EXERCISE TASK: Locate every line in the data below that contains the word "wooden", and copy each of those lines in full. Match upper and lower case exactly.

(Items listed in a dataset)
* * *

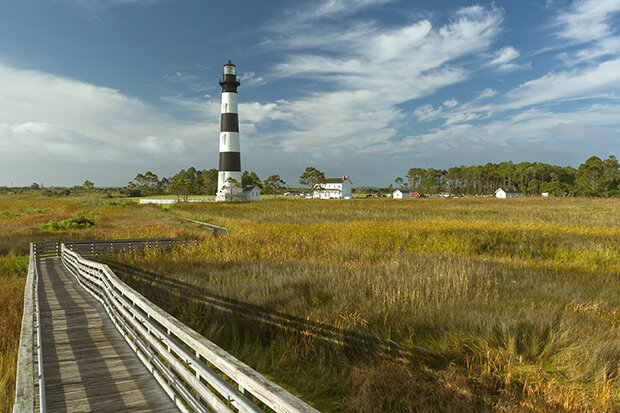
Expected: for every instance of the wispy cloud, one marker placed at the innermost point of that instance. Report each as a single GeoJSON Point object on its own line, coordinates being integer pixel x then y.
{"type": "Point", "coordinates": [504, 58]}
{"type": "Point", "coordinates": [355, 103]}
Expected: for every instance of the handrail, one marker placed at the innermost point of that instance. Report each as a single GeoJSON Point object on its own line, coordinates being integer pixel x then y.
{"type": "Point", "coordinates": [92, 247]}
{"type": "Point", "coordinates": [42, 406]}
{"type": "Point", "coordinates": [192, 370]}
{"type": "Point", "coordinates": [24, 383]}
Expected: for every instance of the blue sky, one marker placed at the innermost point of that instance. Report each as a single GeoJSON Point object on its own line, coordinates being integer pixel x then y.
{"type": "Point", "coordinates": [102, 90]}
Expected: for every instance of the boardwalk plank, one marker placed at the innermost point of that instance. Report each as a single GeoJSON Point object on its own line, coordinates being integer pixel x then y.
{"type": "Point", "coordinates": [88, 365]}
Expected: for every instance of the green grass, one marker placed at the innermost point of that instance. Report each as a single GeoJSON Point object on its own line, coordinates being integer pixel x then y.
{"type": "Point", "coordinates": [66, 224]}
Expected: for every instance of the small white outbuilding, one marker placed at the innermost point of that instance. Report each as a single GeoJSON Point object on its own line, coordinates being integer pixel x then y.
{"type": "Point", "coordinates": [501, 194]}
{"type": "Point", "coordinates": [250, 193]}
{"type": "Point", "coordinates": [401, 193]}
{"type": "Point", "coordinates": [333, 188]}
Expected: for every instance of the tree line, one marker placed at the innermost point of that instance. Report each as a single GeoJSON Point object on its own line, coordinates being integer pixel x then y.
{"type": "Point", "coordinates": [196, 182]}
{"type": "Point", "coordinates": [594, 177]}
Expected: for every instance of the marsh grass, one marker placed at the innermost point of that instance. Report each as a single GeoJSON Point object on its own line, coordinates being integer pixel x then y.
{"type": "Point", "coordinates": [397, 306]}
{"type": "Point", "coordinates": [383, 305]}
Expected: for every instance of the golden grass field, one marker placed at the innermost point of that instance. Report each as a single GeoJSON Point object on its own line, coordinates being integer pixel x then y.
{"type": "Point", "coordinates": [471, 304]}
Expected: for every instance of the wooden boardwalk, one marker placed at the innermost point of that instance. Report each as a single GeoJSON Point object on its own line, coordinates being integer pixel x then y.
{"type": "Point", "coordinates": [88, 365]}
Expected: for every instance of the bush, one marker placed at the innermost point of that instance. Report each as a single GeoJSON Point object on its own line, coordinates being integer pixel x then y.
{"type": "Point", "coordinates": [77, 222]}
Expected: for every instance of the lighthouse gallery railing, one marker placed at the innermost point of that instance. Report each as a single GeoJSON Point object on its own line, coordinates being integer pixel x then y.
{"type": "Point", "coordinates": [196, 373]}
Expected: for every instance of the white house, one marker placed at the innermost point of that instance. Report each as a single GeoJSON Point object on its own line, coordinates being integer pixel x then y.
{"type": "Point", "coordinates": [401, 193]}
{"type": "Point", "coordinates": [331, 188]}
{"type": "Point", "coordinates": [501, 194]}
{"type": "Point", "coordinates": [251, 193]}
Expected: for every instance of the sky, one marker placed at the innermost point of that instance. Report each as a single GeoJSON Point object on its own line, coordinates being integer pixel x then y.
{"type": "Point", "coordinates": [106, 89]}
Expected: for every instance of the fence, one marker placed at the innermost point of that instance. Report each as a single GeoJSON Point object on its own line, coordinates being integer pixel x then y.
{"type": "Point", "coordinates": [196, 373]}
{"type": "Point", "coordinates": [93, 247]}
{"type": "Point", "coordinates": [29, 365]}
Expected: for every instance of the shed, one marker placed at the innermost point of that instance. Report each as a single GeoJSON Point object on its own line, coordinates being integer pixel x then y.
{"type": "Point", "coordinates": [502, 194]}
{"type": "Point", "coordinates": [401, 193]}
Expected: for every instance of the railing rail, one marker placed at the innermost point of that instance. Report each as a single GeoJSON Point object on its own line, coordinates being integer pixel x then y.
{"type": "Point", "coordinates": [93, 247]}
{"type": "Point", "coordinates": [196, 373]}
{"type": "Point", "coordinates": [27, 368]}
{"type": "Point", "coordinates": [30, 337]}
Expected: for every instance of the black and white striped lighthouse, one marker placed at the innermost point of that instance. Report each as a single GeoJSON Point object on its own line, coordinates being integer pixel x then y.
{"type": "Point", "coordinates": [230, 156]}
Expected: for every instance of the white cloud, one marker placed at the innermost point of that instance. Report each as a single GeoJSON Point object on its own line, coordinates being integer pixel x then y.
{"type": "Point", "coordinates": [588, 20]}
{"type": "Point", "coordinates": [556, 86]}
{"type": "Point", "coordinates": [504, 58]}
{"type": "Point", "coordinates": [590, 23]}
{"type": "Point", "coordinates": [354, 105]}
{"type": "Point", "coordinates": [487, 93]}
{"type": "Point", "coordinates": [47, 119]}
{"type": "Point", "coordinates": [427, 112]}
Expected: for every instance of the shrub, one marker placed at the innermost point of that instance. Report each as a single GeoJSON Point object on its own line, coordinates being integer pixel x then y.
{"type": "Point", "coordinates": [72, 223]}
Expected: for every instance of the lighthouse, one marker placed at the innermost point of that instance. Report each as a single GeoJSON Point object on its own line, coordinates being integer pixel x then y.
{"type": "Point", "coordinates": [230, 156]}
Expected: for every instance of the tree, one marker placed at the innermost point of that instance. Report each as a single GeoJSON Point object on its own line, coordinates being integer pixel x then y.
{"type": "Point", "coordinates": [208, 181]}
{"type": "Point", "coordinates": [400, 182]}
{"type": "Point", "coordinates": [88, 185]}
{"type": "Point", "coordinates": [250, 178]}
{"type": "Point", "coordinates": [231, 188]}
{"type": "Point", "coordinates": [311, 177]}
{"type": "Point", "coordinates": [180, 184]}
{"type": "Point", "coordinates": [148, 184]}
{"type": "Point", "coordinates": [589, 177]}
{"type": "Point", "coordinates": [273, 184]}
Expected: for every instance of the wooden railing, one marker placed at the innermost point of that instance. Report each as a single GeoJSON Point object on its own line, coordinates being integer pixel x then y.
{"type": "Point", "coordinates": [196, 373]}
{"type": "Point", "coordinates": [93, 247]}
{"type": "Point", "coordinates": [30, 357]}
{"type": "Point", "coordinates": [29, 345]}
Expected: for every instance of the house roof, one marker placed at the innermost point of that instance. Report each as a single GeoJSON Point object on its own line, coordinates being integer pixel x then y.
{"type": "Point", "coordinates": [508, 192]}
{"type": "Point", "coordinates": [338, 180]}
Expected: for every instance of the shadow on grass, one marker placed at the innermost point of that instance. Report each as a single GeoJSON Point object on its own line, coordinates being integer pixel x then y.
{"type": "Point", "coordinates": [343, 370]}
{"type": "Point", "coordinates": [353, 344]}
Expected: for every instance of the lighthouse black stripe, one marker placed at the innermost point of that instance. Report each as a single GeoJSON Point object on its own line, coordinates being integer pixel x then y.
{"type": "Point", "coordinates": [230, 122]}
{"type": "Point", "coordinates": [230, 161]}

* * *

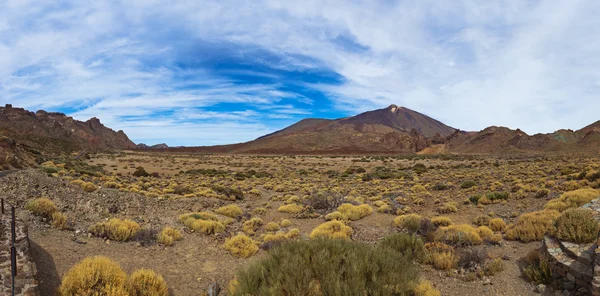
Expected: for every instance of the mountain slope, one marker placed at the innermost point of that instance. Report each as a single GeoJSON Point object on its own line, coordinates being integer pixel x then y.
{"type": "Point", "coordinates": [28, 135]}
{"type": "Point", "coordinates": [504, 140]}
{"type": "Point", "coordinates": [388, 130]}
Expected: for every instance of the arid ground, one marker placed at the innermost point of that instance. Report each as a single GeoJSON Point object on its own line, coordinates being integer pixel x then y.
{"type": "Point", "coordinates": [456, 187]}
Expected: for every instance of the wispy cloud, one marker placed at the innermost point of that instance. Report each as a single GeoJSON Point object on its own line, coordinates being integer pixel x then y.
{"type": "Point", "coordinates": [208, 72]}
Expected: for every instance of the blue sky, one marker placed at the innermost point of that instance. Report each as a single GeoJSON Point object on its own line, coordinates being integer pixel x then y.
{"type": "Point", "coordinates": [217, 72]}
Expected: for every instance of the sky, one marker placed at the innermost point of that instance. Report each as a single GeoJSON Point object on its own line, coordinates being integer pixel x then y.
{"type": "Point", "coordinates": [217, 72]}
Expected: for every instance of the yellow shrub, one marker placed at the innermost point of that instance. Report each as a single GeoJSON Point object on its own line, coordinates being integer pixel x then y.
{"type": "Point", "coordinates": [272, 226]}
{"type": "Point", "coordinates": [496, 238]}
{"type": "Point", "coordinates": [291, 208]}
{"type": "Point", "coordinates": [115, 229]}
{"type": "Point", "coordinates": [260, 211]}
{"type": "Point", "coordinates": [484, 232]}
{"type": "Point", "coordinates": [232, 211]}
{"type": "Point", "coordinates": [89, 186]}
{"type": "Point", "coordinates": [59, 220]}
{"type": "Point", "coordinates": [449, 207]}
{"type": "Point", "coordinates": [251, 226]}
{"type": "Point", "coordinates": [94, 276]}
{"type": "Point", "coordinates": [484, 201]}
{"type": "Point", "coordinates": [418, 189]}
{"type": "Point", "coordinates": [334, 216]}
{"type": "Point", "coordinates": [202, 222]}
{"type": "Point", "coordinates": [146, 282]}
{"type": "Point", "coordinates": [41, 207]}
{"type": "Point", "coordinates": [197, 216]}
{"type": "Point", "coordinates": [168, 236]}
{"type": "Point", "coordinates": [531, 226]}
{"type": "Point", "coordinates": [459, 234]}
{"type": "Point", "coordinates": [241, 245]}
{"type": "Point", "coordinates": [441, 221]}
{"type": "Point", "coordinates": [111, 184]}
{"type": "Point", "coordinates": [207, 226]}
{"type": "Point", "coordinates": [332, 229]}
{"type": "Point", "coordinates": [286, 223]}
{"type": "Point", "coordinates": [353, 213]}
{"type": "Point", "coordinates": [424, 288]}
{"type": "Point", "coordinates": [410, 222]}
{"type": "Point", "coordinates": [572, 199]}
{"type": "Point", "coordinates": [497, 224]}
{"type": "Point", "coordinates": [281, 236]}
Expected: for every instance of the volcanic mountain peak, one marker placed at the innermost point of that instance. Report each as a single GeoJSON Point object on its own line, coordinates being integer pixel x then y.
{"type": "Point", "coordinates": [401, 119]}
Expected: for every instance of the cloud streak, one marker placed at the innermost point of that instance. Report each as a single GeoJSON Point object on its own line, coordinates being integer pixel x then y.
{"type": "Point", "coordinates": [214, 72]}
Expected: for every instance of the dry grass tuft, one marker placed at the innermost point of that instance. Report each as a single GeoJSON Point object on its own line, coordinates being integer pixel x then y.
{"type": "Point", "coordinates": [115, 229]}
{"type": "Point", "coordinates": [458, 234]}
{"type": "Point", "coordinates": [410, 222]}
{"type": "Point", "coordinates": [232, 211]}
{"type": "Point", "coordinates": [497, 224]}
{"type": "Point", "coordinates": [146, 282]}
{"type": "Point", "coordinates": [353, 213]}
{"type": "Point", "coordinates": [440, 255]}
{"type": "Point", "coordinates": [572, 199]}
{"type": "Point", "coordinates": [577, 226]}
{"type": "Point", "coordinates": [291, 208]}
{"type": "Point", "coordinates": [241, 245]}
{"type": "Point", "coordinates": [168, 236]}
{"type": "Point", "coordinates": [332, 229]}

* * *

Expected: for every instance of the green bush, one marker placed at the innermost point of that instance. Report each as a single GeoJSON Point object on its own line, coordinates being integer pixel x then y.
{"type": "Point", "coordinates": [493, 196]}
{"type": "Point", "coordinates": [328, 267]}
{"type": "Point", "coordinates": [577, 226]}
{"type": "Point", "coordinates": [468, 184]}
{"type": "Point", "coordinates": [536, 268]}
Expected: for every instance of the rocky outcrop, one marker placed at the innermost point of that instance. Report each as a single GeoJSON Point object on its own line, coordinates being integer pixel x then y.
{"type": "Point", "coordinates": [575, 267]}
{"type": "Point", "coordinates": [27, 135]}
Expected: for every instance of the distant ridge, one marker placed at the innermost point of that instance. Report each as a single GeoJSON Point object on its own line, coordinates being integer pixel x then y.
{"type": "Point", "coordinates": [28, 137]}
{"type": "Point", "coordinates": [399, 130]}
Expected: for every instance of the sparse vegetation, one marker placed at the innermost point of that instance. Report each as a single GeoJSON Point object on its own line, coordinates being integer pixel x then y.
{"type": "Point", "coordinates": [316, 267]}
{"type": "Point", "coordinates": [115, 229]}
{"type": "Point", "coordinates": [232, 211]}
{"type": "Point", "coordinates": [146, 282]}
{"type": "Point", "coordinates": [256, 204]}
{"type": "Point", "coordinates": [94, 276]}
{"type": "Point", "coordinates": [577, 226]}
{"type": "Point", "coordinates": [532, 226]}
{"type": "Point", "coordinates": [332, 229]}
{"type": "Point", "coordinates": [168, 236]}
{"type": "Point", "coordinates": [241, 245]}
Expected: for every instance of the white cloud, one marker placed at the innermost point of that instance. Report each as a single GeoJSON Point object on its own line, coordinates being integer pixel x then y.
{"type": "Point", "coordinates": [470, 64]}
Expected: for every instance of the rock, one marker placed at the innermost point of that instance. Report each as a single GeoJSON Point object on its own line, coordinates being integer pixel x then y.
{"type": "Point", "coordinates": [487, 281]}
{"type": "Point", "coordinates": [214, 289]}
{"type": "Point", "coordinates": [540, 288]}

* * *

ANSWER:
Expected: for every instance of the wooden boardwalk, one marker placed at the innermost point of that instance. Report each as a single GeoJSON Point object on its own line, coordinates being integer pixel x then y.
Expected: for every instance of the wooden railing, one marker placed at the innermost point of that instance. Report each as a single GeoJSON Point object on its own line, coordinates being integer pixel x then y.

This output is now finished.